Extracted material

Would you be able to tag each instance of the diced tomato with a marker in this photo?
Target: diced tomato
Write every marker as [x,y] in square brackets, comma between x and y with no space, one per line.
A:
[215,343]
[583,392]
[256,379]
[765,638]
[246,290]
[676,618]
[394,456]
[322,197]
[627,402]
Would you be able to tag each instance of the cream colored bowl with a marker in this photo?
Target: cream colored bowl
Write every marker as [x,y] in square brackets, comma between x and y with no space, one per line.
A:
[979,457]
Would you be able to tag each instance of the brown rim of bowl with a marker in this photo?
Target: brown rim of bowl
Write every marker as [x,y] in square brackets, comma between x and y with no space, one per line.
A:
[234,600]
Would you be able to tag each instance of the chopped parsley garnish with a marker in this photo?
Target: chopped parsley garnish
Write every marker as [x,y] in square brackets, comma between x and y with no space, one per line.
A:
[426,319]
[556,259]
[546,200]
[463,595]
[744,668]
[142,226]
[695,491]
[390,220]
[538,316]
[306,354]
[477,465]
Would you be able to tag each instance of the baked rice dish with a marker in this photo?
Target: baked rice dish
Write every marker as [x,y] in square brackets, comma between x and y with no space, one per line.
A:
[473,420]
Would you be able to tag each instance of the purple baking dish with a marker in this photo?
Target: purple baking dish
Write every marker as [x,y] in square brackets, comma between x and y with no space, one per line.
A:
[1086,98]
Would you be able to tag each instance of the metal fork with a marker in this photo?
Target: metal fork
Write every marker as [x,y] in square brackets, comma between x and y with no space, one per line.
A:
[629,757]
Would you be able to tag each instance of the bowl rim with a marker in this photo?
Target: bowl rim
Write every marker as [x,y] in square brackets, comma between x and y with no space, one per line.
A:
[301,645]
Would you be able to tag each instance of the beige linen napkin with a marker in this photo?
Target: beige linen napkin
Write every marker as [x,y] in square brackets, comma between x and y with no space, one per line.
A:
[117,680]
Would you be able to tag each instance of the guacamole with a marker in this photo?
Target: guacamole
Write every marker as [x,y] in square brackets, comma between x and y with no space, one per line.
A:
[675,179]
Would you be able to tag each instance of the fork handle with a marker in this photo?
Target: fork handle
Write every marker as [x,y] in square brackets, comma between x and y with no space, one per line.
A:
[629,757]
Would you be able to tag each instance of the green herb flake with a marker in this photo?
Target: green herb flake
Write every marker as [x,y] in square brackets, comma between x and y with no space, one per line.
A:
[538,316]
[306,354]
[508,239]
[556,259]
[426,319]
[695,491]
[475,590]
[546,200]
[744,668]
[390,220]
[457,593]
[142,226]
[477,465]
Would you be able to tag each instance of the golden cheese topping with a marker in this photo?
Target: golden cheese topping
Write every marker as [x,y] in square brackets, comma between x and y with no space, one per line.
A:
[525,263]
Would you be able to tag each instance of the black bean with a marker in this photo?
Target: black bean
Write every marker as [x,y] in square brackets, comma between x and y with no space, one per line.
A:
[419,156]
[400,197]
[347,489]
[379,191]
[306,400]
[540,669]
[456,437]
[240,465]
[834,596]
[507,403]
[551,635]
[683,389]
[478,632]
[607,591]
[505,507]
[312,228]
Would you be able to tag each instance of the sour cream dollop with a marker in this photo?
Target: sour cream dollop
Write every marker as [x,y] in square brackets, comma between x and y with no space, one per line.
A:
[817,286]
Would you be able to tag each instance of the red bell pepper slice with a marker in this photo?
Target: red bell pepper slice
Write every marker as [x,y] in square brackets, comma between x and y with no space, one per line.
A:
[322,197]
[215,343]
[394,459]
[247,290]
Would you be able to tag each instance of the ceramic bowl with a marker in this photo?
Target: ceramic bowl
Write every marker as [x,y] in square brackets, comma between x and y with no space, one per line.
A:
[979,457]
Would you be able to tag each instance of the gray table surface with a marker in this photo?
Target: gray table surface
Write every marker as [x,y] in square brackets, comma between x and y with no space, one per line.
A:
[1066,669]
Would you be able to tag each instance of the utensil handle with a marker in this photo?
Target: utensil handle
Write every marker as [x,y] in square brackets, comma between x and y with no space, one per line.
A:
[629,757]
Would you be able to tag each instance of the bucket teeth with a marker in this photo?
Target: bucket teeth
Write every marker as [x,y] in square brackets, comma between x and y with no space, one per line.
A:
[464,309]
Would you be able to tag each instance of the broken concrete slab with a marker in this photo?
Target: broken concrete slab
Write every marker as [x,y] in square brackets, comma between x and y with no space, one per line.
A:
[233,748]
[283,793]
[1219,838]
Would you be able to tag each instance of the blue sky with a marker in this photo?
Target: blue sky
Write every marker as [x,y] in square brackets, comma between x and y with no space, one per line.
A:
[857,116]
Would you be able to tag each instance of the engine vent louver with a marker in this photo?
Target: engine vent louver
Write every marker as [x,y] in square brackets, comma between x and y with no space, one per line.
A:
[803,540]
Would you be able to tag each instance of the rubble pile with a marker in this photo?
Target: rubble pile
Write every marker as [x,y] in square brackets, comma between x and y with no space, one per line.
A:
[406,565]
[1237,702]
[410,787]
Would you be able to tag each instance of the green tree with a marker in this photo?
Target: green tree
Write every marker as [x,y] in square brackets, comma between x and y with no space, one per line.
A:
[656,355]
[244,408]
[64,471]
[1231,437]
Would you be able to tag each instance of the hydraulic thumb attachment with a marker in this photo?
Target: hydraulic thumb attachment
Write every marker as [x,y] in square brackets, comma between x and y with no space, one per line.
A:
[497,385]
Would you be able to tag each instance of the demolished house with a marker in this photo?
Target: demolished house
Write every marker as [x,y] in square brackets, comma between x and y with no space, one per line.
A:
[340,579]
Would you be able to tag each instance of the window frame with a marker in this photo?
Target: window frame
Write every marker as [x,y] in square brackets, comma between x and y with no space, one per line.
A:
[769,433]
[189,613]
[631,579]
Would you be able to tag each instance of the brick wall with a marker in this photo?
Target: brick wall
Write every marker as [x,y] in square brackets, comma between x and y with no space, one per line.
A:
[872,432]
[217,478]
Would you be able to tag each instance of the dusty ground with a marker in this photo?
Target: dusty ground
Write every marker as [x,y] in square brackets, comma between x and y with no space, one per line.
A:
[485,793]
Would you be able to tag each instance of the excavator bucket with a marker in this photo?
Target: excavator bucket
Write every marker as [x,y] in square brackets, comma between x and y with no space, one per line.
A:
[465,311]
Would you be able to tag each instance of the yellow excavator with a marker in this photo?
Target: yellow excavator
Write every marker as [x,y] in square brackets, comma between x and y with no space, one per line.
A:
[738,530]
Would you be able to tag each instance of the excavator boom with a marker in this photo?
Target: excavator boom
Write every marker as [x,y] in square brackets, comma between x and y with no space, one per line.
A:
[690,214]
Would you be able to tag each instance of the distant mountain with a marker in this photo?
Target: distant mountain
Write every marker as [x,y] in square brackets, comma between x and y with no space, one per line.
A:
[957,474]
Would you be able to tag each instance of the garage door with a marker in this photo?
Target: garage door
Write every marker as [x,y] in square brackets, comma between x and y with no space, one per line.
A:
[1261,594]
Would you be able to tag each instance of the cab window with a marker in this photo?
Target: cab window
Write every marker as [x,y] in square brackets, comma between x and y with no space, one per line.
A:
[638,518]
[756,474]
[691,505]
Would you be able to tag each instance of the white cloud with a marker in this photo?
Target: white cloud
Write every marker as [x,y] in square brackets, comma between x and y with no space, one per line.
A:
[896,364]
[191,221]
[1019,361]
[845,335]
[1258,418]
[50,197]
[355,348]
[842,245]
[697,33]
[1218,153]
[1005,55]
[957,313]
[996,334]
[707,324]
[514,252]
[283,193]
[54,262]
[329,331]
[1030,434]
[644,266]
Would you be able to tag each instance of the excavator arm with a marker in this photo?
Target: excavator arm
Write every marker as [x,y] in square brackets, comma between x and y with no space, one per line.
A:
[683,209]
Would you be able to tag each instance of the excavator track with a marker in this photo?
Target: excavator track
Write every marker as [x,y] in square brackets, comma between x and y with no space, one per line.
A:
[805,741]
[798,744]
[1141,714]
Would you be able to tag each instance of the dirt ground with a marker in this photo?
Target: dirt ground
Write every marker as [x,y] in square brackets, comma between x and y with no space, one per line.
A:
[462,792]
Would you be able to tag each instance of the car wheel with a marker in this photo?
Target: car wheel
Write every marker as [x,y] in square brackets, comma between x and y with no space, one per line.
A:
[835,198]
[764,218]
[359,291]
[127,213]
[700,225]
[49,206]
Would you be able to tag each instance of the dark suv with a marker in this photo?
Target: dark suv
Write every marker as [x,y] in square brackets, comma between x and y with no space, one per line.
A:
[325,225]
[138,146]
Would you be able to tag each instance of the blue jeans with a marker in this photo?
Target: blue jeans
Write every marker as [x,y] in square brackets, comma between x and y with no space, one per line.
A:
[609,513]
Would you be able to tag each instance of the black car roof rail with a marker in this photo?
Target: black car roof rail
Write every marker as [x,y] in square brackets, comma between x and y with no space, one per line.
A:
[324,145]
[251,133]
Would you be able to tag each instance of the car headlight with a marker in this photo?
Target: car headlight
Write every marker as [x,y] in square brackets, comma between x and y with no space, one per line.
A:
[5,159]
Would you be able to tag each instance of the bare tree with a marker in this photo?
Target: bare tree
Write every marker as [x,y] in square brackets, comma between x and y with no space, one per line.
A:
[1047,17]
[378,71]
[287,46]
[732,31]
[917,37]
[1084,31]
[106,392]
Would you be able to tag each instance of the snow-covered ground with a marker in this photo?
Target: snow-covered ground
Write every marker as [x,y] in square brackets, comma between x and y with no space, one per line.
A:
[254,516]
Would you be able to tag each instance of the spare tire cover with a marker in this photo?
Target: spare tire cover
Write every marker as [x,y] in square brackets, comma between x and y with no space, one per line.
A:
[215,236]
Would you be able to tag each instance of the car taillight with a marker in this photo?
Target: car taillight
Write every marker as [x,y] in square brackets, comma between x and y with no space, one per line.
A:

Written task
Only the lines from the one containing "Would you be able to tag each instance of the dirt" through the end of the material should be reproduced, exactly, with both ends included.

Solved problem
Would you be able to tag each instance of the dirt ground with a marker in this photo?
Target: dirt ground
Write every marker as [x,y] in square brackets, comma between x and y with no space, one per line.
A:
[462,792]
Would you be able to tag each instance of the car wheel with a marker in this photo?
Target: car wheel
Write every marker as [x,y] in square brackets, comma between x and y with no space, one per line.
A:
[835,198]
[764,218]
[359,291]
[127,213]
[700,225]
[49,206]
Would you be able to tag each instance of the dark suv with a marker in this photo?
Target: dark suv
Write every marker as [x,y] in square brackets, comma between x and y with no space, one per line.
A:
[325,225]
[138,146]
Would you be able to tag each instance of the blue jeans with a marker in this photo?
Target: blue jeans
Write every marker as [x,y] in square brackets, comma between x and y with no space, one per line.
A:
[609,513]
Would you be able to tag each instance of the black car roof rail with a marker in this photo?
Target: black car roof rail
Write every marker as [x,y] in square brackets, comma between x and y with no space, one per line.
A:
[324,145]
[251,133]
Would you be able to tag each instance of the car headlight with a marker in this photo?
Target: car headlight
Write every marker as [x,y] in square brackets, comma between x and y with no space, one per line.
A:
[5,159]
Would you be able to tag each instance of the bare tree with a marker in this photo?
Target: bare tree
Write every marker as [x,y] in square brackets, comma between x and y with no space, one per line.
A:
[1047,17]
[378,71]
[287,46]
[732,31]
[917,37]
[1084,31]
[106,392]
Would you be able to tag each instance of the snow-covered ground with a marker in this photo?
Target: snow-covered ground
Write every marker as [x,y] in square brackets, comma between x and y with no space, one per line.
A:
[254,516]
Would you be able to tag each instance of the spare tire cover with a marker in this photo?
Target: spare tire cover
Write every marker as [x,y] in square brackets, comma between x and y with no space, one per line.
A:
[215,236]
Would you be able to tag each instance of the car taillight with a marker in this photo?
Target: car taillight
Write every marker as [x,y] in square brackets, comma between x and y with no space, one per line.
A:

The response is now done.